Supplied text:
## Start

You are viewing a plain text version of this content. The canonical link for it is here.
Posted to issues@iceberg.apache.org by GitBox <gi...@apache.org> on 2022/08/10 20:12:43 UTC

[GitHub] [iceberg] aokolnychyi commented on a diff in pull request #5491: Spark 3.2: Count delete files in DeleteReachableFiles

aokolnychyi commented on code in PR #5491:
URL: https://github.com/apache/iceberg/pull/5491#discussion_r942865212


##########
spark/v3.2/spark/src/main/java/org/apache/iceberg/spark/actions/BaseSparkAction.java:
##########
@@ -200,6 +210,113 @@ protected Dataset<Row> loadMetadataTable(Table table, MetadataTableType type) {
     return SparkTableUtil.loadMetadataTable(spark, table, type);
   }
 
+  /**
+   * Deletes files and keeps track of how many files were removed for each file type.
+   *
+   * @param executorService an executor service to use for parallel deletes
+   * @param deleteFunc a delete func
+   * @param files an iterator of Spark rows of the structure (path: String, type: String)
+   * @return stats on which files were deleted
+   */
+  protected DeleteSummary deleteFiles(
+      ExecutorService executorService, Consumer<String> deleteFunc, Iterator<Row> files) {
+
+    DeleteSummary summary = new DeleteSummary();
+
+    Tasks.foreach(files)
+        .retry(DELETE_NUM_RETRIES)
+        .stopRetryOn(NotFoundException.class)
+        .suppressFailureWhenFinished()
+        .executeWith(executorService)
+        .onFailure(
+            (fileInfo, exc) -> {
+              String path = fileInfo.getString(0);
+              String type = fileInfo.getString(1);
+              LOG.warn("Delete failed for {}: {}", type, path, exc);
+            })

## End

Stored data:
## Start

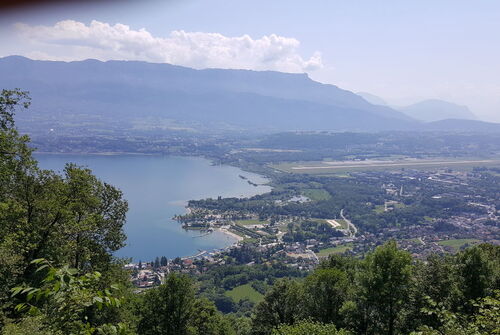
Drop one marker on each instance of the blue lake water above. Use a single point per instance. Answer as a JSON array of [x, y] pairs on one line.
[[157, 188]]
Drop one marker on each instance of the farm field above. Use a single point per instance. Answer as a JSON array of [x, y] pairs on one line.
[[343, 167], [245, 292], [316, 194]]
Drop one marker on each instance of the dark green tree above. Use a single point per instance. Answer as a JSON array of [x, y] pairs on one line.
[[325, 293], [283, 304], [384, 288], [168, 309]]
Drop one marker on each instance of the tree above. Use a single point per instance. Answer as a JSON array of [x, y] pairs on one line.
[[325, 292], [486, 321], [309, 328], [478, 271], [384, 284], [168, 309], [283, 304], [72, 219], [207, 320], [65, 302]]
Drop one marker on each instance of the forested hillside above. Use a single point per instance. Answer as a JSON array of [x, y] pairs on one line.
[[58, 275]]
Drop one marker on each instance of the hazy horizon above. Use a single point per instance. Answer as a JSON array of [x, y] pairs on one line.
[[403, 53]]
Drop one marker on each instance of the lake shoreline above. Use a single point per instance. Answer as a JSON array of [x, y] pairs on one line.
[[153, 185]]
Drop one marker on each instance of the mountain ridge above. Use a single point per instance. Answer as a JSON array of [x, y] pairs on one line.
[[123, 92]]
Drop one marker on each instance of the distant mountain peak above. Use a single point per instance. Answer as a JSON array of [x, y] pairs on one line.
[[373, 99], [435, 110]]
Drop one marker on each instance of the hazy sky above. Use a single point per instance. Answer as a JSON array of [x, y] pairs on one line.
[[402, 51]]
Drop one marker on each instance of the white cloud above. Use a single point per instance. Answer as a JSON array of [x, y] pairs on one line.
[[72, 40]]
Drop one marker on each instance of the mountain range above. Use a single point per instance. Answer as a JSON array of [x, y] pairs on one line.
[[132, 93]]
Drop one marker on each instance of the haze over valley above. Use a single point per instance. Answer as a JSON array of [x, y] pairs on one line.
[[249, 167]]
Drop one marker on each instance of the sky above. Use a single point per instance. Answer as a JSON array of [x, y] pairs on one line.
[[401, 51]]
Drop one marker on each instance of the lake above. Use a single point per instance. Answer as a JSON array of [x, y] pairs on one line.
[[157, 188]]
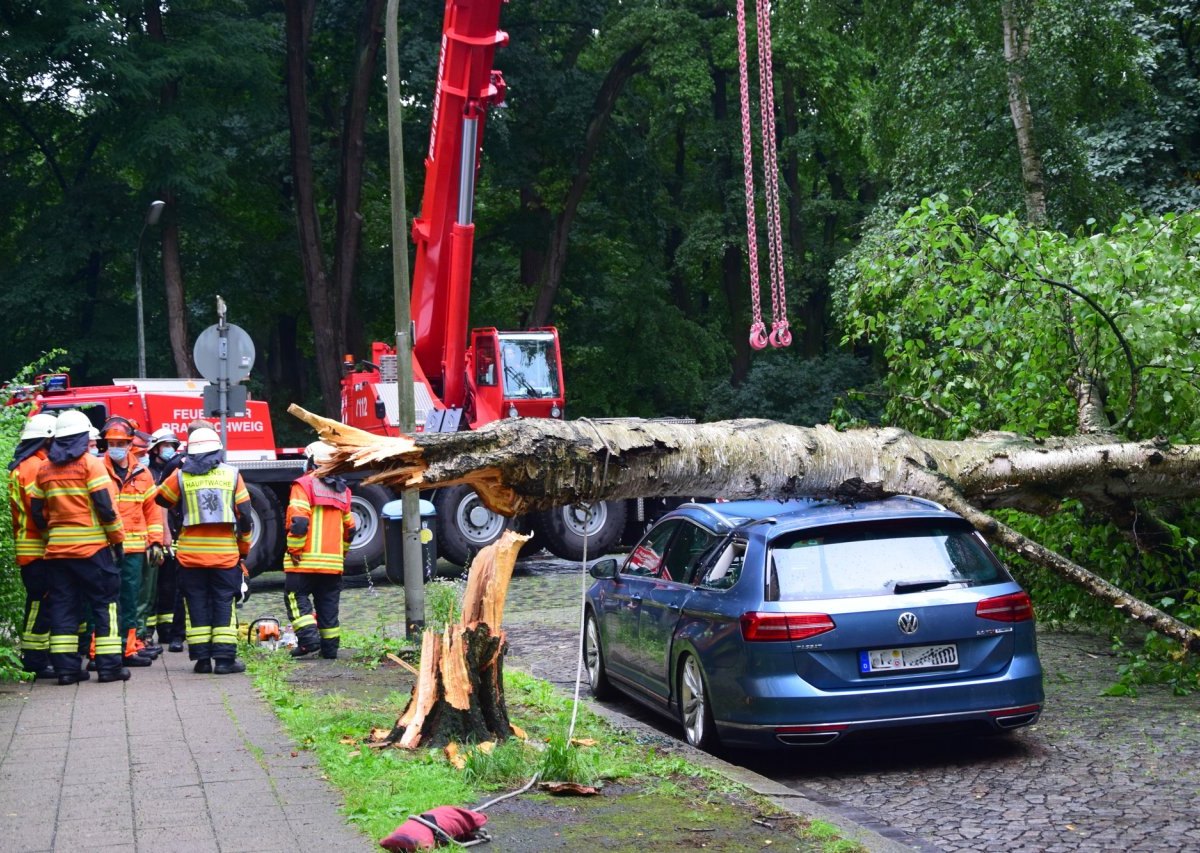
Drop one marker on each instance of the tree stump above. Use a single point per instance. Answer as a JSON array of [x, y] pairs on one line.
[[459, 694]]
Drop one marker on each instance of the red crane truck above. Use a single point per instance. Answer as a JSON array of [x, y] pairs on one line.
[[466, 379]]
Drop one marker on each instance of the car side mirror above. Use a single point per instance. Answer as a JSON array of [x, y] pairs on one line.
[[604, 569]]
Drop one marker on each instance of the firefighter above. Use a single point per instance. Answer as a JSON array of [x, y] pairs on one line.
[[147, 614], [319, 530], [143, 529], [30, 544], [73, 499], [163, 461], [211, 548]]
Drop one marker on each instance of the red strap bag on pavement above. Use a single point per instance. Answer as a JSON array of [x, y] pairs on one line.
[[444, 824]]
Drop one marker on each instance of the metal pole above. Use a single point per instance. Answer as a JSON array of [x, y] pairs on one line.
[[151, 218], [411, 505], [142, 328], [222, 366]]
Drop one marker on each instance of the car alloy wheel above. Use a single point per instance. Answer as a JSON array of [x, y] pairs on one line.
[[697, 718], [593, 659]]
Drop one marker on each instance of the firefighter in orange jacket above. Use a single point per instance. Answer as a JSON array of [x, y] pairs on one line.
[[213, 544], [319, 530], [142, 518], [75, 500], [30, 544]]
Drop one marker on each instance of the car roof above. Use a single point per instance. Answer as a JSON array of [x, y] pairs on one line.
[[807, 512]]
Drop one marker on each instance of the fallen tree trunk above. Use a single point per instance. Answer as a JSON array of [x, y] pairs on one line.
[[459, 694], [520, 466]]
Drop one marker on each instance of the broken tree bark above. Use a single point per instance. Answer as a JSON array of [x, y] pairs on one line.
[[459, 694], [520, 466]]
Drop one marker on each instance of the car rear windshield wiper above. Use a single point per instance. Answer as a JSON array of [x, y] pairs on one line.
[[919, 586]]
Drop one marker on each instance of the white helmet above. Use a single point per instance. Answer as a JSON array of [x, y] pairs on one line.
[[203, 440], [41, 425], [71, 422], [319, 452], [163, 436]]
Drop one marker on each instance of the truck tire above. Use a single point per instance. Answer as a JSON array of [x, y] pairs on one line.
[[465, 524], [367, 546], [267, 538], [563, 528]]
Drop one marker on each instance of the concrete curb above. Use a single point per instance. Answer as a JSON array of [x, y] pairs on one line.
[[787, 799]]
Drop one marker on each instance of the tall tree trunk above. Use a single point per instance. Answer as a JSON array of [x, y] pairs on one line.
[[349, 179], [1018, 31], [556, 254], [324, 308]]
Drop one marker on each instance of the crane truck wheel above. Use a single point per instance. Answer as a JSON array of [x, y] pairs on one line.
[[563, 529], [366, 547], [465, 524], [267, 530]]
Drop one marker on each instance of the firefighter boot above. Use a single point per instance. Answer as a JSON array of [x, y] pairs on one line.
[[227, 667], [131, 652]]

## End
## Start

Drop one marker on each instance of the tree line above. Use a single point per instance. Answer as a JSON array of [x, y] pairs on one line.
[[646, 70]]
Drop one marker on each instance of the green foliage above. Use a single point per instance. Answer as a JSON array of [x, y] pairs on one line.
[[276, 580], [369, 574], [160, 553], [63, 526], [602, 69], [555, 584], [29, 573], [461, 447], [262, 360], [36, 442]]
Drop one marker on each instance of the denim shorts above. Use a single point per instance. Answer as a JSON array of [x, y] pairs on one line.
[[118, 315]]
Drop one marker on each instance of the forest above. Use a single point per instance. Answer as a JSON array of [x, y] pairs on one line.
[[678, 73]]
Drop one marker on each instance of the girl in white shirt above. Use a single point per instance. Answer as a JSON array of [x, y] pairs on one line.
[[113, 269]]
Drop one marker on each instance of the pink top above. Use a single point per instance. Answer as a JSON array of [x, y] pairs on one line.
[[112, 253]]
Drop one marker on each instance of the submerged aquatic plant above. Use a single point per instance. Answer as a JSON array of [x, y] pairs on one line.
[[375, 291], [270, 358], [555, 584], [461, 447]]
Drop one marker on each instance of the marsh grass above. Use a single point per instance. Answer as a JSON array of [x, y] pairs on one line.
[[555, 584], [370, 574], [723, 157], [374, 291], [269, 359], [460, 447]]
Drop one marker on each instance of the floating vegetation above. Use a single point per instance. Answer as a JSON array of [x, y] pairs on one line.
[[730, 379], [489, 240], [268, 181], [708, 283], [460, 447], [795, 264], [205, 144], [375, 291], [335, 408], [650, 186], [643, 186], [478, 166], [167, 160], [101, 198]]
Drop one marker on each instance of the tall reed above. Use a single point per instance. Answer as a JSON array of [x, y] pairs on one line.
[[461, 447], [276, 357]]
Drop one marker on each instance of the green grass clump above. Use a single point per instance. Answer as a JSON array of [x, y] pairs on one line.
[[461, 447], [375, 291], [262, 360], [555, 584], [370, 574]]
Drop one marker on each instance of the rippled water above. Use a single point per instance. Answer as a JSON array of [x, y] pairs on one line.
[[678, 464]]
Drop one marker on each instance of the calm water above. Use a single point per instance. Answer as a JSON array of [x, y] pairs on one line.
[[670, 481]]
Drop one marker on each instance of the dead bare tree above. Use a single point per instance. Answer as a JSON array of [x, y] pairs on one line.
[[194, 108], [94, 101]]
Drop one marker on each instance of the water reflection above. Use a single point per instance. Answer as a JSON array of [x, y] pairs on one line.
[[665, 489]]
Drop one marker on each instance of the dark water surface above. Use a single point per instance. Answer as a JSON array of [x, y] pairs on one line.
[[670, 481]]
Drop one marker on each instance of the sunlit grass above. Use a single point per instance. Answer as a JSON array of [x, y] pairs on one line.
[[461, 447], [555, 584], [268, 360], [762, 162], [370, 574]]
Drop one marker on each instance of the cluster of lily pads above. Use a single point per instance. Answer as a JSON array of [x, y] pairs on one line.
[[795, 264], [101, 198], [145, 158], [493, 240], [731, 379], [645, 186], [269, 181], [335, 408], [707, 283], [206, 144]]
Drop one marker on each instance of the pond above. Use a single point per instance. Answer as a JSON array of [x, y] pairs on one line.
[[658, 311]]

## End

Requirements:
1. Answer these questions using the pull request comment:
(a) What is the number of the pull request the comment is on?
(b) Which exception class stops the retries?
(c) According to the doc comment, what does the method return?
2. Write the next part of the code in the pull request comment, picking up after its last line.

Results in order:
1.
(a) #5491
(b) NotFoundException
(c) Stats on which files were deleted

2.
+        .run(
+            fileInfo -> {
+              String path = fileInfo.getString(0);
+              String type = fileInfo.getString(1);
+              deleteFunc.accept(path);
+              summary.deletedFile(path, type);
+            });
+
+    return summary;
+  }
+
+  static class DeleteSummary {
+    private final AtomicLong dataFilesCount = new AtomicLong(0L);
+    private final AtomicLong positionDeleteFilesCount = new AtomicLong(0L);
+    private final AtomicLong equalityDeleteFilesCount = new AtomicLong(0L);
+    private final AtomicLong manifestsCount = new AtomicLong(0L);
+    private final AtomicLong manifestListsCount = new AtomicLong(0L);
+    private final AtomicLong otherFilesCount = new AtomicLong(0L);
+
+    public void deletedFile(String path, String type) {
+      if (FileContent.DATA.name().equalsIgnoreCase(type)) {
+        dataFilesCount.incrementAndGet();
+        LOG.trace("Deleted data file: {}", path);
+
+      } else if (FileContent.POSITION_DELETES.name().equalsIgnoreCase(type)) {
+        positionDeleteFilesCount.incrementAndGet();
+        LOG.trace("Deleted positional delete file: {}", path);
+
+      } else if (FileContent.EQUALITY_DELETES.name().equalsIgnoreCase(type)) {
+        equalityDeleteFilesCount.incrementAndGet();
+        LOG.trace("Deleted equality delete file: {}", path);
+
+      } else if (MANIFEST.equalsIgnoreCase(type)) {
+        manifestsCount.incrementAndGet();
+        LOG.debug("Deleted manifest: {}", path);

Review Comment:
   I think it was deliberate as we may delete way more data files compared to manifests. That being said, maybe we should not worry about printing all deleted files.



-- 
This is an automated message from the Apache Git Service.
To respond to the message, please log on to GitHub and use the
URL above to go to the specific comment.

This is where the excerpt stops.